PROBLEMA PROPOSTO: Transcreva o trecho do texto sobre análise de conjuntura que começa nas palavras "Isso é importante" e termina depois de "para a práxis.", trocando "práxis" por "ação concreta".

SELEÇÃO:

****************

Isso é importante porque quanto maior a escala de tempo escolhida, maior a
dificuldade de análise dos fatos e acontecimentos.
Além
do mais, os estudos e análises conjunturais articulam o hoje, o ontem e o
amanhã com a intenção de abrir a projeção de cenários esperados e possíveis. A
capacidade intuitiva e a criatividade do analista conjuntural contam muito,
portanto. Sem uma análise que abra novas projeções sobre a realidade, perde-se
o valor político para a práxis.
Vê-se,
assim, que o trabalho do analista envolve atividades relacionadas à análise de
conjuntura e à construção de cenários prospectivos. Para tanto, exige preparo
profissional para interpretar e formular diagnósticos sobre a situação
conjuntural, bem como para a elaboração de análises prospectivas e aplicação às
estratégias de desenvolvimento das políticas públicas, empresariais e
societais.
É
também quase impossível elaborar estudos e análises sobre a conjuntura, onde se
inclui a dimensão econômica, sem levar em consideração a questão política,
requerendo dos analistas uma base mínima, conceitual e teórica, conjugada a uma
experiência, ainda que mínima, em análise de conjuntura e cenarização. Sem
esquecer os instrumentais básicos, vinculados aos fundamentos teóricos,
metodológicos e conhecimento institucional, sem os quais o profissional da área
terá muita dificuldade para identificar as variáveis e informações relevantes,
lado a lado com a prática de utilização destas informações.
Para
o bom desempenho do seu trabalho, especialmente aqueles que fazem a análise da
conjuntura econômica, devem aperfeiçoar-se sobretudo nos seguintes campos de
estudo:
a) Nos fundamentos macroeconômicos para a análise conjuntural, com
o objetivo de conhecer os elementos de teoria macroeconômica que permitem: a)
compreender a dinâmica cíclica de economias de mercado, a ação da política
econômica e o funcionamento do sistema financeiro; b) nos instrumentos teóricos
necessários para a definição de métodos de previsão de curto, médio e longo
prazo;
b) na análise de conjuntura econômica brasileira (e maranhense, em
especial ), procurando relacionar os fundamentos estruturantes da realidade
econômica com a dinâmica das decisões tomadas nos vários contextos, sempre
procurando identificar as repercussões e impactos na sociedade e na economia
sob análise;
c) na análise da conjuntura econômica internacional, objetivando
conhecer o quadro geral das principais instituições e regras que regem as
relações econômicas internacionais, bem como os atores e variáveis
determinantes a serem acompanhados para se ter condições de entender o
movimento atual e as tendências da economia mundial;
d) em métodos e práticas de construção de cenários macroeconômicos,
com a finalidade de introduzir as principais técnicas de análise prospectiva e
suas aplicações à construção de cenários macroeconômicos, com ênfase central
na integração entre a ferramenta de
cenarização e a elaboração de modelos econômicos. Vindo em seguida a
apresentação das relações entre a geração de visões qualitativas sobre o futuro
- a partir das quais são fixadas as variáveis exógenas – e sua aplicação a
modelos de consistência macroeconômica;
e) em métodos quantitativos com o objetivo de conhecer os
principais conceitos estatísticos relacionados a compreensão e a crítica de fatos conjunturais
de natureza econômica. Seu foco será voltado para a construção e interpretação
de indicadores econômicos e a análise de séries econômicas. Realce especial deverá
ser dado ao emprego de matrizes de insumo-produto para a realização de
simulações.

****************

DADOS FORNECIDOS:
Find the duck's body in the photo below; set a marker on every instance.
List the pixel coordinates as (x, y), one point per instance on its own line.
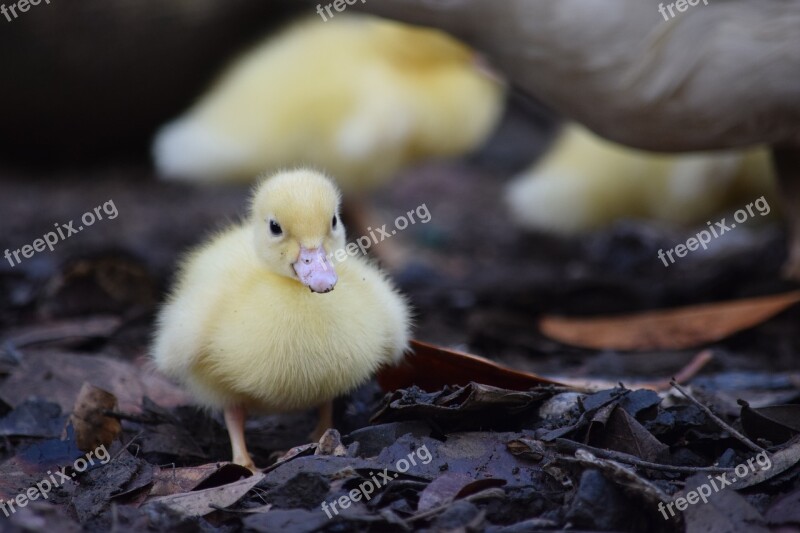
(264, 341)
(585, 182)
(242, 329)
(357, 96)
(714, 75)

****************

RESPOSTA ESCRITA:
Isso é importante porque quanto maior a escala de tempo escolhida, maior a
dificuldade de análise dos fatos e acontecimentos.
Além
do mais, os estudos e análises conjunturais articulam o hoje, o ontem e o
amanhã com a intenção de abrir a projeção de cenários esperados e possíveis. A
capacidade intuitiva e a criatividade do analista conjuntural contam muito,
portanto. Sem uma análise que abra novas projeções sobre a realidade, perde-se
o valor político para a ação concreta.